Recorded data ->
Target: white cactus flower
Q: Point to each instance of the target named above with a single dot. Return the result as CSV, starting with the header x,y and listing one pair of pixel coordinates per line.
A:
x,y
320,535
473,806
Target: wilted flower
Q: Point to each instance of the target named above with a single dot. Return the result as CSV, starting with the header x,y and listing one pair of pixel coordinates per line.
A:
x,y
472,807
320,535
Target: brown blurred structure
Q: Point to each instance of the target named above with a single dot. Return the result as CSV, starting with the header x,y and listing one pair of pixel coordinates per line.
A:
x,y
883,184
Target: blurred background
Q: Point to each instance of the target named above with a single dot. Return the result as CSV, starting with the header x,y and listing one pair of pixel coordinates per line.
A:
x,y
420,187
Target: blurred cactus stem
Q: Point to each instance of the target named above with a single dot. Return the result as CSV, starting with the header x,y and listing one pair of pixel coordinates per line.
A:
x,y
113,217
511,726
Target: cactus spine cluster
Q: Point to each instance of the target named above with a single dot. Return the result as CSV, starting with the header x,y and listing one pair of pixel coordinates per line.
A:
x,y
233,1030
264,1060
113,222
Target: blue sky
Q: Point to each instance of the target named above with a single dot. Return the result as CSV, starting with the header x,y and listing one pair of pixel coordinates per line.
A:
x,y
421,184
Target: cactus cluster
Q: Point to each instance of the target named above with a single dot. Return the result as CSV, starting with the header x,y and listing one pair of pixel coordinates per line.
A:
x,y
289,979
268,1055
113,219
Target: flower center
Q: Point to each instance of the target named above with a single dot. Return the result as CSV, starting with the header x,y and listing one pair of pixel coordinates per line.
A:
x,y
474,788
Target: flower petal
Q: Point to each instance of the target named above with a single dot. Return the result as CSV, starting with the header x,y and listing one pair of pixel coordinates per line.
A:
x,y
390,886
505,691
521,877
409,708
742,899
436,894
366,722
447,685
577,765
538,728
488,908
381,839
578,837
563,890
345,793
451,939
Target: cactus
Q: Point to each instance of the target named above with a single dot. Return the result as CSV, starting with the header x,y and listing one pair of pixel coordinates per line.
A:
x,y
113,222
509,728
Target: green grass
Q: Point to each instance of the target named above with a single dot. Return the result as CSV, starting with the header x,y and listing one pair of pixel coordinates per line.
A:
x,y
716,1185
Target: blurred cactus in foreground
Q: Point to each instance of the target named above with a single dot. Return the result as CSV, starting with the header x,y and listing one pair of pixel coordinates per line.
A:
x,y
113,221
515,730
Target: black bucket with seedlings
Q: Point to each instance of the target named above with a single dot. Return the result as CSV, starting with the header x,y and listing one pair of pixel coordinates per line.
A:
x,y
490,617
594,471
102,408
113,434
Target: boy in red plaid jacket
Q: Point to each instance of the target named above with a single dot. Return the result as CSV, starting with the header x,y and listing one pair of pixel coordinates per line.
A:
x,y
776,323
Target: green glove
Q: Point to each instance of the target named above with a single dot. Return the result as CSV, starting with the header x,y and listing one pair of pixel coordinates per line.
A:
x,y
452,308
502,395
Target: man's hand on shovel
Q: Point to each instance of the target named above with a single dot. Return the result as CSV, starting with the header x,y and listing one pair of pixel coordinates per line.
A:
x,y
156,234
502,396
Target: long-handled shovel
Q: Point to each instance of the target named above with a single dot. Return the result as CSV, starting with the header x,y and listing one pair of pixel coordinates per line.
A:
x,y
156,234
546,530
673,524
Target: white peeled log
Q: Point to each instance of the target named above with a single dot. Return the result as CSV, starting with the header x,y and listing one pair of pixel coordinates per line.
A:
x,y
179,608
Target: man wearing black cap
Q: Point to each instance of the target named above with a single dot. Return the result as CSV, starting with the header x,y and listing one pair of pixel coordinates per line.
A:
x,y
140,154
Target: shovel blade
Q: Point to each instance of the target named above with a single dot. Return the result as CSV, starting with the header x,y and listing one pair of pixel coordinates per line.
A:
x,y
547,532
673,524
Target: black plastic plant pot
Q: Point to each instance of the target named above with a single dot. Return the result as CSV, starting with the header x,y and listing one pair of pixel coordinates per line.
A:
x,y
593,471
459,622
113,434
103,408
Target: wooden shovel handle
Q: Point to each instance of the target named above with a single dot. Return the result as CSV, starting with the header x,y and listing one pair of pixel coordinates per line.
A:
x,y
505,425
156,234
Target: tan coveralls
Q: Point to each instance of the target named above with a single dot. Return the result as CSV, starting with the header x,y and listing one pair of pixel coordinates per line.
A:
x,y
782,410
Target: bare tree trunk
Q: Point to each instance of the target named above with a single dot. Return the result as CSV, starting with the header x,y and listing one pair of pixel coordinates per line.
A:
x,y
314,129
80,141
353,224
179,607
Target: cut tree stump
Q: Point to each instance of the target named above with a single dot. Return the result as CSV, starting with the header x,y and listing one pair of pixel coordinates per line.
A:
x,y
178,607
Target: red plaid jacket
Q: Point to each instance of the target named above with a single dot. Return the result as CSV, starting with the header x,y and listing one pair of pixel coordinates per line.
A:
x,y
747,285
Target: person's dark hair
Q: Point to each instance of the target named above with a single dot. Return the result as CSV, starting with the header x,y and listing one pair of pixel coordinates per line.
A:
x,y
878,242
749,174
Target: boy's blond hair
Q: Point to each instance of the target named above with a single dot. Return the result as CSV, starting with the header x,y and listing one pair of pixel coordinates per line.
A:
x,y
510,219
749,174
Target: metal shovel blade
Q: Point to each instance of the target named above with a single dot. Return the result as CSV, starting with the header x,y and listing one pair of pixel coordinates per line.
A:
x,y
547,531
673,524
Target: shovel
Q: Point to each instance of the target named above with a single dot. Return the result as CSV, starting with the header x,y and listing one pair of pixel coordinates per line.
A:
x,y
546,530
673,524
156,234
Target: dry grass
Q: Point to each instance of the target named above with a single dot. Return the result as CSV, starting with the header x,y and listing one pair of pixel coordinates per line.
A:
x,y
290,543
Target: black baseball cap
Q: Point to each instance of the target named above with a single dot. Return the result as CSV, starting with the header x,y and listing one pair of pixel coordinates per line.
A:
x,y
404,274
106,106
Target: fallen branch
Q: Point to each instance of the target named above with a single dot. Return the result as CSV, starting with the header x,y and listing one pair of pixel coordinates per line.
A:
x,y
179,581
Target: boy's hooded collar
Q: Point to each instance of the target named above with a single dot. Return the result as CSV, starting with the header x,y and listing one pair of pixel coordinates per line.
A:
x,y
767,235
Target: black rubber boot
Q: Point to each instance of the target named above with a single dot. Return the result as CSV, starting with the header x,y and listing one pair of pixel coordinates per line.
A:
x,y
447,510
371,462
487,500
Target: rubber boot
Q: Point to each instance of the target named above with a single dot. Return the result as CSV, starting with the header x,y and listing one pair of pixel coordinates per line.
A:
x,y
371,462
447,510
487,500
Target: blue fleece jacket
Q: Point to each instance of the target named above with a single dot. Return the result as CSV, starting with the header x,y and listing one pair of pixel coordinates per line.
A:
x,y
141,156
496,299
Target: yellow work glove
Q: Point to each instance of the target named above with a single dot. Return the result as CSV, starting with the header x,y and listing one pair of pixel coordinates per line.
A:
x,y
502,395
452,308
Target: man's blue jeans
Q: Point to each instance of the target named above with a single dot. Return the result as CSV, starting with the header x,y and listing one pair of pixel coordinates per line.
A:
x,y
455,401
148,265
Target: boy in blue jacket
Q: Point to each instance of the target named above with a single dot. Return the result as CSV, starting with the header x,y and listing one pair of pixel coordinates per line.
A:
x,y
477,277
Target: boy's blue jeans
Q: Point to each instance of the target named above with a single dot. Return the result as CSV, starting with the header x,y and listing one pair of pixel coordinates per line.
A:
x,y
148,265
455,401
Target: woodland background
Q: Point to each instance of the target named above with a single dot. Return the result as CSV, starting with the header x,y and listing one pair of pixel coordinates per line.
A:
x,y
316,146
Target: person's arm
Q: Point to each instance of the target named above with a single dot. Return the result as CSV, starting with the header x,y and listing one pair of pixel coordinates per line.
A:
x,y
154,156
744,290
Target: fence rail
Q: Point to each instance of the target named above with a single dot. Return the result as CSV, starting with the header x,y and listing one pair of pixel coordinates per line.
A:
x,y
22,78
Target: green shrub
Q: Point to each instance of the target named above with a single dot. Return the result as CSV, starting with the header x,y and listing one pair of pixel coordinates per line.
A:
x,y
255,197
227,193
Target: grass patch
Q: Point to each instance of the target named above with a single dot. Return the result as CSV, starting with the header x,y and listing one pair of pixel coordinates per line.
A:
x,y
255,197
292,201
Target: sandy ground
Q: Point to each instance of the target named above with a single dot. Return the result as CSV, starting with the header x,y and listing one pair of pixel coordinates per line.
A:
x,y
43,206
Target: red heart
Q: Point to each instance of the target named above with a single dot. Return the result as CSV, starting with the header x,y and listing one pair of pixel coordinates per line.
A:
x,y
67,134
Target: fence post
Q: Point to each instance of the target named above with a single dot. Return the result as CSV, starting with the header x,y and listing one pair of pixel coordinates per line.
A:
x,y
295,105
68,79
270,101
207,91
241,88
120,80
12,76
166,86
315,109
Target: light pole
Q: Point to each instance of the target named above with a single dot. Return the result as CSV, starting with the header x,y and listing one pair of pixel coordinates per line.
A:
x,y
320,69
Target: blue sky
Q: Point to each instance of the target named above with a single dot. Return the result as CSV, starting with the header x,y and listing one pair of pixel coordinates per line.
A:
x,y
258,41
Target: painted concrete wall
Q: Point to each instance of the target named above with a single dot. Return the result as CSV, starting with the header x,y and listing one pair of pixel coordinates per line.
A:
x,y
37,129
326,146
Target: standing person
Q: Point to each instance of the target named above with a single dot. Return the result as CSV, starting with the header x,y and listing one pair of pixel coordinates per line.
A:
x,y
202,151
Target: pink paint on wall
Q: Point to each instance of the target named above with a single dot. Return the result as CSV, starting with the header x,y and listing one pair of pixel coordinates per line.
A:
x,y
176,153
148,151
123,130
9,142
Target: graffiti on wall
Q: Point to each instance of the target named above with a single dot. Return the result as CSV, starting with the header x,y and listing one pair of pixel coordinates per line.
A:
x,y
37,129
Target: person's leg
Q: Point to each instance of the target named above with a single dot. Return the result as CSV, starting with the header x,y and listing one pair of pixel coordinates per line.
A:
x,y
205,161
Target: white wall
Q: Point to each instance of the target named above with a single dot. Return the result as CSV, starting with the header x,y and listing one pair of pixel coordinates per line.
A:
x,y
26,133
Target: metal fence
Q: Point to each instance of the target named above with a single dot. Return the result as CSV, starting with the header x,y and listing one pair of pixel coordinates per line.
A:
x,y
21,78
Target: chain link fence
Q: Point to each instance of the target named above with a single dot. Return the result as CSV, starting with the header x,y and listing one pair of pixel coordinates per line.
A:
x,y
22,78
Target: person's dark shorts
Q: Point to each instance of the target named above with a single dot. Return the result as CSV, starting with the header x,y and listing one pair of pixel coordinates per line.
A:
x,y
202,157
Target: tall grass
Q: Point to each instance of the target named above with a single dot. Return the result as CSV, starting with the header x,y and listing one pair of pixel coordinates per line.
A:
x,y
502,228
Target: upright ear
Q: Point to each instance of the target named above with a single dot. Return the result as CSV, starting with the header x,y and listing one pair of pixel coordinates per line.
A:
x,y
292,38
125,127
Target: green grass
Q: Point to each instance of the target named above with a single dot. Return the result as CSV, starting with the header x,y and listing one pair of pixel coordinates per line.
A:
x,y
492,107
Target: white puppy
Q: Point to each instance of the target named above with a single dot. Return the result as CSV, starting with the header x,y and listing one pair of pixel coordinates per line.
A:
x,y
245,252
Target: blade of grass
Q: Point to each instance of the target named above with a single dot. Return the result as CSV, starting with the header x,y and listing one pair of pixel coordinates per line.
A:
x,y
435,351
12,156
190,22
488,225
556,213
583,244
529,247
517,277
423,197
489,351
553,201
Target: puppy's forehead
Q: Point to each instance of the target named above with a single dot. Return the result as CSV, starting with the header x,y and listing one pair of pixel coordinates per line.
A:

PROBLEM TO SOLVE -> Transcribe each line of the data above, unaltered, from the one where "Target: chain link fence" appears to the one where "Target: tall grass" appears, inclusive of both.

RESPONSE TO THE EXERCISE ->
Target: chain link fence
Q: Point to each instance of the target named above with a single dot. Return the result as CSV, starting with the header x,y and listing one pair of pixel coordinates per line.
A:
x,y
22,78
Target: person's dark shorts
Q: Point to each instance of the target named above with a single dot. Return the result as CSV, starting with the header x,y and listing one pair of pixel coordinates per line.
A:
x,y
202,157
Target: tall grass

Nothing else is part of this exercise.